### What this task involves:
Repeat the whole listing. Keep it exact.

### Data extracts:
<<<<

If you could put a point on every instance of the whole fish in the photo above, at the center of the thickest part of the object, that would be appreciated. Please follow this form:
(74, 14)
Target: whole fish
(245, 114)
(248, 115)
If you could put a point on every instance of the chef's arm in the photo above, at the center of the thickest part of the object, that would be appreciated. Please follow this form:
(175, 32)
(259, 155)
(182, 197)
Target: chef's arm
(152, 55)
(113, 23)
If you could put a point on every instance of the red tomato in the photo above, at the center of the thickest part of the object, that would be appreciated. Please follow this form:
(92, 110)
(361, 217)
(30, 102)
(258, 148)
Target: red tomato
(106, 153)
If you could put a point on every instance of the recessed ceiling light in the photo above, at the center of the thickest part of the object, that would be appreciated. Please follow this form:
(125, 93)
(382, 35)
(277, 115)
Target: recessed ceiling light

>>>>

### Answer space:
If you could put a point on every instance of the whole fish in the photo above, at the center of the thickest part of the object, that would be appreciated. Please follow this form:
(74, 14)
Target: whole fish
(245, 114)
(248, 115)
If you could put a point on every instance of the chef's arm in the photo above, at the center of the thickest part of the object, that would be appreciated. Please follow this form:
(175, 32)
(259, 155)
(182, 197)
Target: chef's arm
(152, 55)
(113, 23)
If you could put a point on every instance of the red tomato in the photo above, at the center of the thickest part of the object, that would be appreciated. Please follow this form:
(92, 110)
(361, 217)
(30, 102)
(258, 148)
Target: red tomato
(106, 153)
If you could put a point on every instance of the recessed ceiling light in the photo above, at the center of the thickest part of the object, that would be appreciated. Please follow this form:
(125, 93)
(382, 35)
(277, 115)
Target: recessed ceiling light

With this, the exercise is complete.